* _REQUIREMENT_
Exactly reproduce the lines from the one holding "Question. Place a dot on every instance of the dramatic" through the final line of the listing below, with both ends included and nothing else.

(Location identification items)
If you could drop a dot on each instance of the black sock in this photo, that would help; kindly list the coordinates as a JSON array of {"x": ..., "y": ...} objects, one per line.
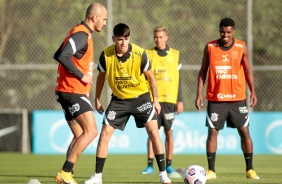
[
  {"x": 168, "y": 162},
  {"x": 211, "y": 160},
  {"x": 99, "y": 164},
  {"x": 248, "y": 160},
  {"x": 68, "y": 166},
  {"x": 150, "y": 162},
  {"x": 160, "y": 162}
]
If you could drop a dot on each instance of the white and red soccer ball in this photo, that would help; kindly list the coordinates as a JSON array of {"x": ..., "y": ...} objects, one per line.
[{"x": 195, "y": 174}]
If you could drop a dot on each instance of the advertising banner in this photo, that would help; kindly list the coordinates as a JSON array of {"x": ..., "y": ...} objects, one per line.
[{"x": 51, "y": 135}]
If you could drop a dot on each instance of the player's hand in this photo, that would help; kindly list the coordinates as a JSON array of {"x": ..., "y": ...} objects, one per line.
[
  {"x": 99, "y": 107},
  {"x": 87, "y": 79},
  {"x": 179, "y": 107},
  {"x": 253, "y": 100},
  {"x": 199, "y": 102},
  {"x": 157, "y": 107}
]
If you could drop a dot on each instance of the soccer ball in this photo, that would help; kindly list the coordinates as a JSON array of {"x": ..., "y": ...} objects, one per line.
[{"x": 194, "y": 174}]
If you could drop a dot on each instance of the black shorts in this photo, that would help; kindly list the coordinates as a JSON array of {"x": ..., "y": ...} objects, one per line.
[
  {"x": 167, "y": 115},
  {"x": 120, "y": 110},
  {"x": 73, "y": 104},
  {"x": 234, "y": 113}
]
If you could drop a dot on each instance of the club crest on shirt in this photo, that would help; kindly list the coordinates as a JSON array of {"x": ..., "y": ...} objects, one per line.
[
  {"x": 74, "y": 108},
  {"x": 214, "y": 116},
  {"x": 111, "y": 115}
]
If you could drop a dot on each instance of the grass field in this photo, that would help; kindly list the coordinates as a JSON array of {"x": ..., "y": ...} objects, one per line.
[{"x": 19, "y": 168}]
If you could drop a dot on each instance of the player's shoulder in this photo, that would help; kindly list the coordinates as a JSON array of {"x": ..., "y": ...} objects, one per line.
[
  {"x": 239, "y": 43},
  {"x": 213, "y": 43},
  {"x": 136, "y": 49},
  {"x": 173, "y": 50},
  {"x": 110, "y": 50}
]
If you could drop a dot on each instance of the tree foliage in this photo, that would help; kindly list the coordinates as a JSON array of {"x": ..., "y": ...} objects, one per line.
[{"x": 31, "y": 31}]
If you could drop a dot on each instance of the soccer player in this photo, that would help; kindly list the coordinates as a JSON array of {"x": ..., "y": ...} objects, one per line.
[
  {"x": 227, "y": 61},
  {"x": 74, "y": 79},
  {"x": 129, "y": 73},
  {"x": 166, "y": 67}
]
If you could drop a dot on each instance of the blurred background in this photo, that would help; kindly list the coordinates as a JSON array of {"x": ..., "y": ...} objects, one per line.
[{"x": 31, "y": 31}]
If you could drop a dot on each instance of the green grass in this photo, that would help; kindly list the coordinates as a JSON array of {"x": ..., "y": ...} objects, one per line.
[{"x": 20, "y": 168}]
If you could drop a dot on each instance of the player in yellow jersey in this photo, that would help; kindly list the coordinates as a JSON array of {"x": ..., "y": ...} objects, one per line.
[
  {"x": 166, "y": 67},
  {"x": 130, "y": 77}
]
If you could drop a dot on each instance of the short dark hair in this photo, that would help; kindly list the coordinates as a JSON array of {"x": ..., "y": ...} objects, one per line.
[
  {"x": 121, "y": 29},
  {"x": 225, "y": 22}
]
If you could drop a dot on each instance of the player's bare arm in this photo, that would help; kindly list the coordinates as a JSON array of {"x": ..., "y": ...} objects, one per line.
[
  {"x": 99, "y": 87},
  {"x": 152, "y": 82},
  {"x": 249, "y": 76},
  {"x": 201, "y": 78}
]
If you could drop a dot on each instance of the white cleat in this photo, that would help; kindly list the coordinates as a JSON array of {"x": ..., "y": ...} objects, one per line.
[
  {"x": 95, "y": 179},
  {"x": 164, "y": 178}
]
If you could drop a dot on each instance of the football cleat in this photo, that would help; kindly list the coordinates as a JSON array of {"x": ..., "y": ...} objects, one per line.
[
  {"x": 251, "y": 174},
  {"x": 164, "y": 178},
  {"x": 169, "y": 169},
  {"x": 172, "y": 173},
  {"x": 95, "y": 179},
  {"x": 63, "y": 177},
  {"x": 211, "y": 175},
  {"x": 148, "y": 170}
]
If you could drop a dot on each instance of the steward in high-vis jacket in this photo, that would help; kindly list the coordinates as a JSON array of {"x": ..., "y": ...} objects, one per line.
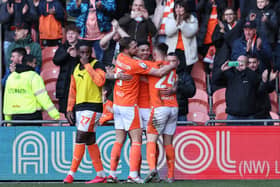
[{"x": 25, "y": 95}]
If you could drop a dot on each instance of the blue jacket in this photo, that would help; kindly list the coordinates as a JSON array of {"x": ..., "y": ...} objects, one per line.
[{"x": 104, "y": 14}]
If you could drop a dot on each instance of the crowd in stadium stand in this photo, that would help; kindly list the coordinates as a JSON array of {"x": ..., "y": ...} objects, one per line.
[
  {"x": 207, "y": 36},
  {"x": 145, "y": 64}
]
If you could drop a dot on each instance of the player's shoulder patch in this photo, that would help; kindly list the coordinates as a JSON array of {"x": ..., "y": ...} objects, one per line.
[{"x": 143, "y": 65}]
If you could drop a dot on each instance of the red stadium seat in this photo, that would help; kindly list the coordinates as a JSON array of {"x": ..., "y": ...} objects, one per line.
[
  {"x": 221, "y": 113},
  {"x": 49, "y": 75},
  {"x": 200, "y": 97},
  {"x": 198, "y": 112},
  {"x": 198, "y": 117},
  {"x": 274, "y": 116}
]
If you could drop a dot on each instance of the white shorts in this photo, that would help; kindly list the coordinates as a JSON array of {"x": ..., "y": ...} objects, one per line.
[
  {"x": 87, "y": 120},
  {"x": 164, "y": 120},
  {"x": 127, "y": 117},
  {"x": 145, "y": 117}
]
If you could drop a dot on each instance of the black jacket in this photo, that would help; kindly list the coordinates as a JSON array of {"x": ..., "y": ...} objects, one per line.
[
  {"x": 269, "y": 28},
  {"x": 241, "y": 91},
  {"x": 67, "y": 65},
  {"x": 204, "y": 8},
  {"x": 263, "y": 105},
  {"x": 185, "y": 89}
]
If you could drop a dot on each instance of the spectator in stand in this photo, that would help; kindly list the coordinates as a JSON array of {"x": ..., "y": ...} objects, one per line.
[
  {"x": 210, "y": 11},
  {"x": 240, "y": 105},
  {"x": 227, "y": 30},
  {"x": 266, "y": 20},
  {"x": 93, "y": 19},
  {"x": 66, "y": 57},
  {"x": 263, "y": 105},
  {"x": 23, "y": 39},
  {"x": 25, "y": 94},
  {"x": 252, "y": 44},
  {"x": 109, "y": 43},
  {"x": 245, "y": 7},
  {"x": 181, "y": 29},
  {"x": 51, "y": 20},
  {"x": 185, "y": 89},
  {"x": 162, "y": 11},
  {"x": 137, "y": 24},
  {"x": 122, "y": 8},
  {"x": 11, "y": 14}
]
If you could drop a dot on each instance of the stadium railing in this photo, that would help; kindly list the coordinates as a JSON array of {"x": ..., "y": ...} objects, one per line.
[{"x": 265, "y": 122}]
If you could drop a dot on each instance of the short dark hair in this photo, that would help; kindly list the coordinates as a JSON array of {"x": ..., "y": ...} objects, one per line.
[
  {"x": 142, "y": 42},
  {"x": 83, "y": 43},
  {"x": 27, "y": 58},
  {"x": 124, "y": 43},
  {"x": 19, "y": 50},
  {"x": 72, "y": 27},
  {"x": 162, "y": 48},
  {"x": 252, "y": 55}
]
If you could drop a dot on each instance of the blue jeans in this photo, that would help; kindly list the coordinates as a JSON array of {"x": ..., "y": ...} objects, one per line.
[{"x": 97, "y": 49}]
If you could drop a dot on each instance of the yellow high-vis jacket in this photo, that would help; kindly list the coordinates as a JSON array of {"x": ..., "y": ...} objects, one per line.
[{"x": 25, "y": 93}]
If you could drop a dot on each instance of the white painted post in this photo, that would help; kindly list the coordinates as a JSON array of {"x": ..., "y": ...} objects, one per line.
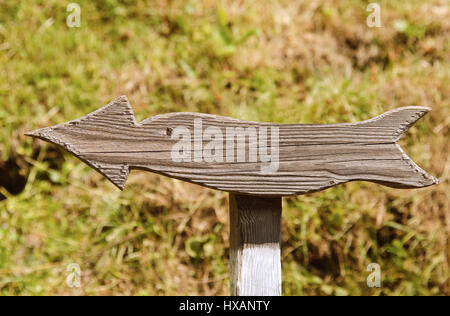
[{"x": 255, "y": 229}]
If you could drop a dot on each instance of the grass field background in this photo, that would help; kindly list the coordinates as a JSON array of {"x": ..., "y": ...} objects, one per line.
[{"x": 285, "y": 61}]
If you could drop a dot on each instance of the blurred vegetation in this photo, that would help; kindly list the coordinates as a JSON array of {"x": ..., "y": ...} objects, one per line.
[{"x": 284, "y": 61}]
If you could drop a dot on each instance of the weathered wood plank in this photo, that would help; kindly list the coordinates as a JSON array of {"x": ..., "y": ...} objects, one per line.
[
  {"x": 275, "y": 160},
  {"x": 255, "y": 237}
]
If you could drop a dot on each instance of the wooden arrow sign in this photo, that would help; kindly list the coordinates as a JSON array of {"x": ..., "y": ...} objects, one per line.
[
  {"x": 240, "y": 156},
  {"x": 256, "y": 162}
]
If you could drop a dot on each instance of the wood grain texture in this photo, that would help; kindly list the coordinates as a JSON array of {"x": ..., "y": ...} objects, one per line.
[
  {"x": 311, "y": 157},
  {"x": 255, "y": 237}
]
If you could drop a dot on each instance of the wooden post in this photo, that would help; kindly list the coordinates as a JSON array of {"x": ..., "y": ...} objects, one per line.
[{"x": 255, "y": 237}]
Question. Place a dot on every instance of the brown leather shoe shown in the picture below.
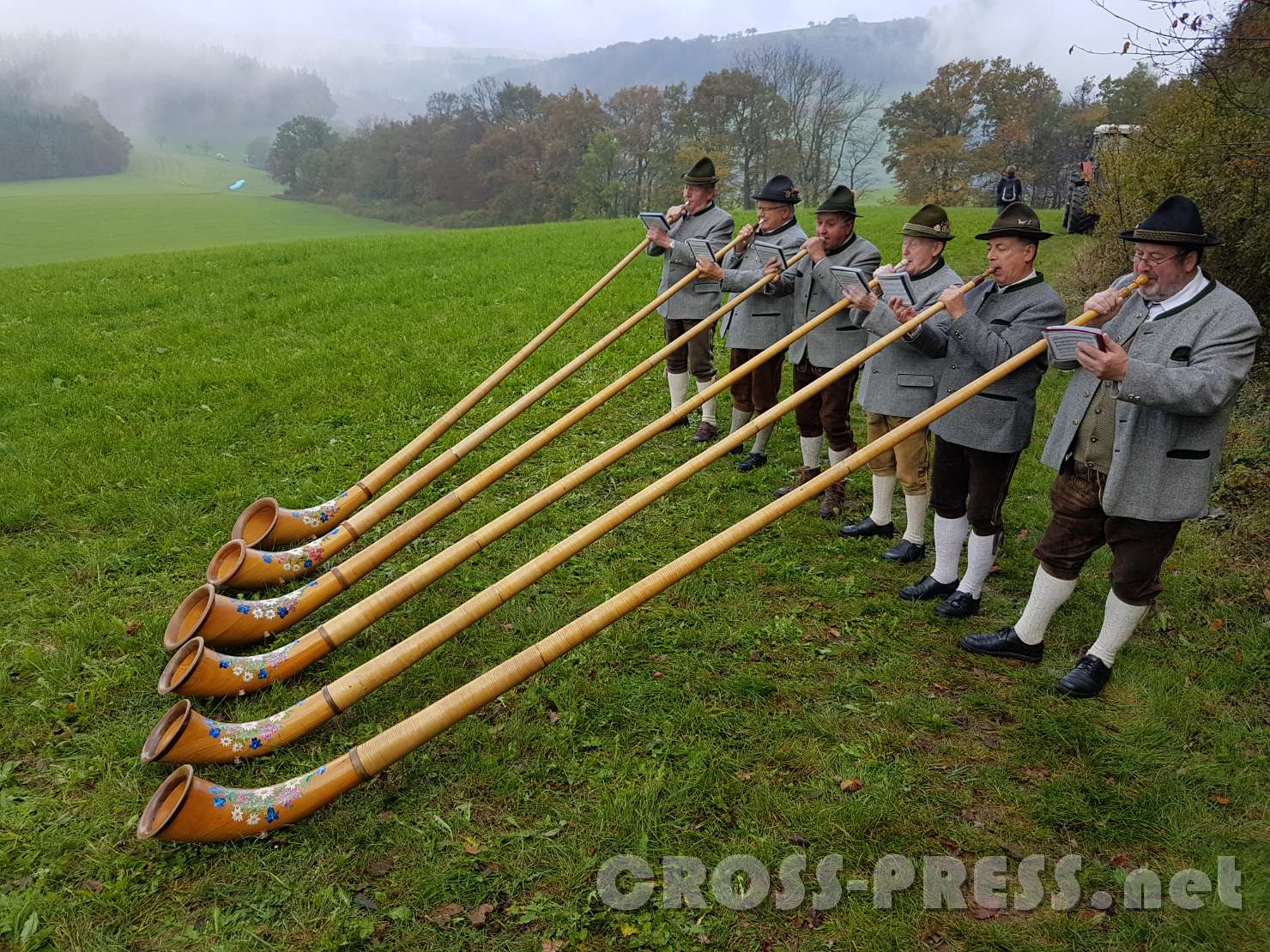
(706, 433)
(806, 473)
(832, 500)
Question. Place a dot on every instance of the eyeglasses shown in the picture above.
(1155, 261)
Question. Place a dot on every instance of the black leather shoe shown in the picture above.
(706, 433)
(868, 528)
(959, 605)
(1086, 679)
(904, 551)
(928, 587)
(1003, 642)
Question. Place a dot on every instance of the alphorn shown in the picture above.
(184, 737)
(267, 524)
(240, 566)
(196, 669)
(190, 809)
(222, 621)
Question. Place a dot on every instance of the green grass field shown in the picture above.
(146, 400)
(164, 202)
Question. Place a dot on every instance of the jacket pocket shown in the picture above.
(915, 380)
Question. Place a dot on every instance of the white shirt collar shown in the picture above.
(1156, 307)
(1001, 288)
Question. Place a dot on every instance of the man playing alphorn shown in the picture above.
(761, 320)
(814, 288)
(698, 217)
(1137, 439)
(901, 381)
(978, 443)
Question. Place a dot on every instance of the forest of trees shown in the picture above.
(42, 142)
(510, 154)
(949, 142)
(179, 94)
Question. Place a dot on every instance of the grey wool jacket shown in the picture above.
(901, 380)
(814, 288)
(759, 320)
(1172, 407)
(996, 327)
(701, 298)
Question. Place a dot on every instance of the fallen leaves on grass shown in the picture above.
(444, 914)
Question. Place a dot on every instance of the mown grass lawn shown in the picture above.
(164, 202)
(146, 400)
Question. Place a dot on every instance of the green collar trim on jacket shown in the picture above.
(1170, 312)
(928, 272)
(1025, 283)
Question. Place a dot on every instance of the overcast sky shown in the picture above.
(1020, 29)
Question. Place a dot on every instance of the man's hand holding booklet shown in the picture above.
(1063, 339)
(654, 220)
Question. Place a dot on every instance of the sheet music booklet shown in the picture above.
(1063, 339)
(897, 285)
(852, 280)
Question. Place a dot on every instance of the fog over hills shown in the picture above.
(880, 53)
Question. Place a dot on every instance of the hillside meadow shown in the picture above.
(780, 701)
(164, 202)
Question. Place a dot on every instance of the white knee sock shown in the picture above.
(1048, 593)
(1119, 619)
(761, 439)
(949, 536)
(916, 509)
(810, 447)
(708, 407)
(978, 563)
(679, 383)
(884, 488)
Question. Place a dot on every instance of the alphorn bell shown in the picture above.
(267, 524)
(190, 809)
(237, 565)
(184, 737)
(222, 621)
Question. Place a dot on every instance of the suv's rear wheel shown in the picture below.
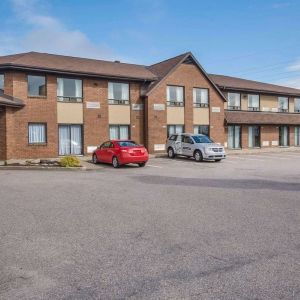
(198, 156)
(171, 153)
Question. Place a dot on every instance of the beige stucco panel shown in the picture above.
(201, 116)
(175, 115)
(69, 113)
(268, 102)
(119, 114)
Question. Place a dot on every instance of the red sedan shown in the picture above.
(121, 152)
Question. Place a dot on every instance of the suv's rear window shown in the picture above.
(199, 139)
(127, 144)
(173, 137)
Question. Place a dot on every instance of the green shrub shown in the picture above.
(70, 161)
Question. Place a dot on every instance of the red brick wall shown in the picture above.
(95, 120)
(2, 134)
(188, 76)
(36, 110)
(136, 116)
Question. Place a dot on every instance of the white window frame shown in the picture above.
(297, 109)
(253, 108)
(125, 93)
(69, 98)
(285, 107)
(235, 106)
(204, 97)
(178, 128)
(2, 79)
(119, 126)
(33, 139)
(179, 101)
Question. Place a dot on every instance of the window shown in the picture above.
(297, 105)
(70, 139)
(202, 139)
(173, 137)
(234, 137)
(254, 136)
(175, 96)
(201, 129)
(36, 85)
(200, 97)
(253, 102)
(283, 104)
(234, 101)
(175, 129)
(297, 136)
(119, 132)
(69, 90)
(118, 93)
(1, 81)
(37, 133)
(283, 136)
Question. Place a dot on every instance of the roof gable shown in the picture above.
(166, 67)
(234, 83)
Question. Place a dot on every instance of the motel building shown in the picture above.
(53, 105)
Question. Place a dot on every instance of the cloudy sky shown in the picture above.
(253, 39)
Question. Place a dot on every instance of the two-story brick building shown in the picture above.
(53, 105)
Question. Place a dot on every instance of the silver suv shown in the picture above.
(198, 146)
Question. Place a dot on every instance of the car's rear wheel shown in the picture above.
(95, 159)
(115, 162)
(171, 153)
(198, 156)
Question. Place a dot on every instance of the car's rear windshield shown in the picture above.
(128, 144)
(201, 139)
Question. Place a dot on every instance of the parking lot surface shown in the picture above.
(175, 229)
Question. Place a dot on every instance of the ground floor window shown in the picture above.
(37, 133)
(201, 129)
(283, 136)
(297, 136)
(70, 139)
(175, 129)
(119, 132)
(234, 137)
(254, 136)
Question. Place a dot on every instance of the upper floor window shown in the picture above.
(36, 85)
(234, 101)
(200, 97)
(37, 133)
(175, 96)
(118, 93)
(297, 105)
(283, 104)
(69, 90)
(1, 81)
(253, 102)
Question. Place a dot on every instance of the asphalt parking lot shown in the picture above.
(175, 229)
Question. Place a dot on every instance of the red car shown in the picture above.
(121, 152)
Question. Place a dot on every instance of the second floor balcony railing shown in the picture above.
(118, 101)
(234, 107)
(280, 109)
(199, 104)
(253, 108)
(69, 99)
(175, 103)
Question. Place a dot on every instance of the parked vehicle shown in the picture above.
(121, 152)
(198, 146)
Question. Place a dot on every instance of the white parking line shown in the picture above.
(152, 166)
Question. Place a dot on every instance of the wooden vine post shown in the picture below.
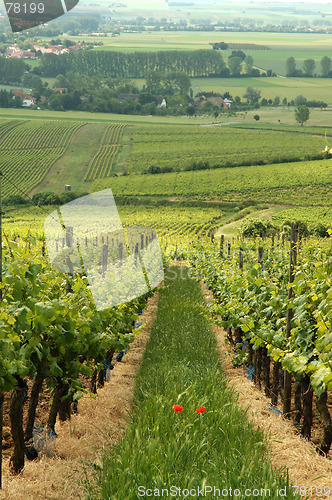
(2, 396)
(241, 259)
(292, 265)
(222, 238)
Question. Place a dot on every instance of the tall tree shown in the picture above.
(325, 65)
(309, 67)
(234, 64)
(290, 66)
(252, 95)
(302, 114)
(248, 64)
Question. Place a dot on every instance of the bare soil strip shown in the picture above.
(306, 467)
(99, 424)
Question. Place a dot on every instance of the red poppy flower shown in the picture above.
(177, 408)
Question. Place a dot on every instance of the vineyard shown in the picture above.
(174, 223)
(102, 163)
(298, 183)
(53, 335)
(29, 149)
(177, 147)
(275, 331)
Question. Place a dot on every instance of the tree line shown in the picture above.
(196, 63)
(308, 67)
(134, 65)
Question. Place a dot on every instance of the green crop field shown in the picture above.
(29, 149)
(178, 147)
(282, 45)
(293, 183)
(270, 87)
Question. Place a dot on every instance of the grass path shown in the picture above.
(231, 229)
(163, 449)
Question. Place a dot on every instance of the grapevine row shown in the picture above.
(102, 163)
(252, 302)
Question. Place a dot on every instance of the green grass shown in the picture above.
(29, 149)
(299, 183)
(178, 147)
(72, 166)
(270, 87)
(162, 448)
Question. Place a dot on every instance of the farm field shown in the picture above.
(73, 165)
(300, 183)
(270, 87)
(282, 45)
(217, 146)
(164, 447)
(29, 149)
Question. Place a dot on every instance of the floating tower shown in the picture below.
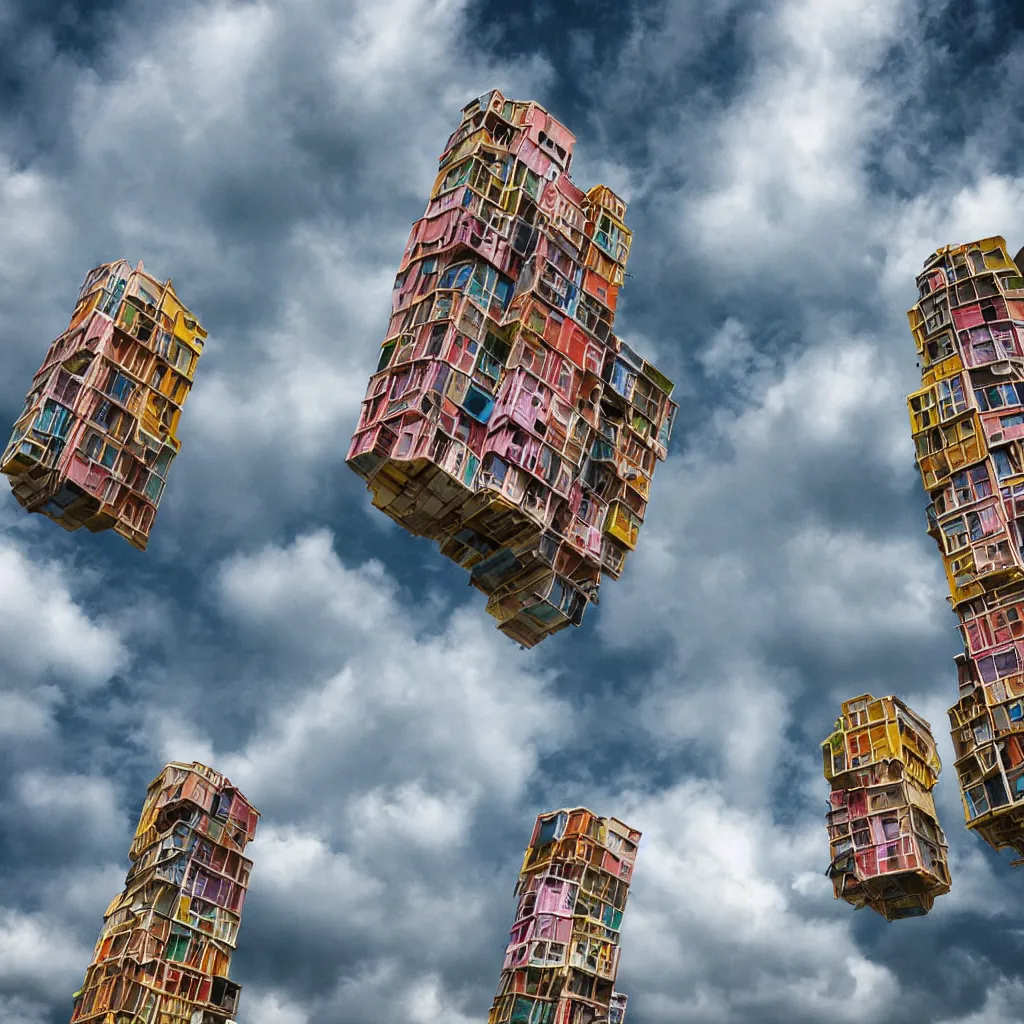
(888, 851)
(562, 957)
(96, 437)
(968, 424)
(505, 420)
(166, 944)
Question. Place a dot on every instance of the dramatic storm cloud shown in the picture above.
(788, 164)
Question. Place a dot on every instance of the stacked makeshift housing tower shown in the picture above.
(968, 423)
(96, 437)
(505, 420)
(888, 851)
(561, 962)
(166, 945)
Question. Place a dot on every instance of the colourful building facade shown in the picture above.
(505, 420)
(165, 949)
(968, 424)
(98, 432)
(888, 851)
(562, 957)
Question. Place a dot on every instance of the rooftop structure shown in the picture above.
(96, 437)
(888, 851)
(562, 957)
(166, 944)
(505, 420)
(968, 424)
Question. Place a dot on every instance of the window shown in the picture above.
(998, 395)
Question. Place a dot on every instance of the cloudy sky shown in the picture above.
(788, 164)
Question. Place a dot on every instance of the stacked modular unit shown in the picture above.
(968, 425)
(888, 851)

* _SOLUTION_
Question. Place a dot on every instance of the dramatic storm cloud shown in the picture above.
(788, 164)
Question. Place a dot on every instance of the stacked makeshift housing tower shown in the picture above.
(968, 423)
(96, 437)
(505, 420)
(888, 851)
(561, 962)
(166, 945)
Question. Place a dot on every instance of the colourful building facade shown in the picture above.
(505, 420)
(165, 949)
(968, 424)
(98, 432)
(888, 851)
(562, 957)
Question. Place a dot on every instance of the rooftop structure shown in the picture above.
(96, 437)
(888, 851)
(562, 957)
(166, 944)
(505, 420)
(968, 424)
Question. Place a dot on every instance of the window shown in the picture above.
(998, 395)
Question. Place a dot on every instance of the cloudy sky shown in the picture above.
(788, 164)
Question. Place a dot on every instance of the stacked modular unit shown in the picture above.
(968, 425)
(888, 851)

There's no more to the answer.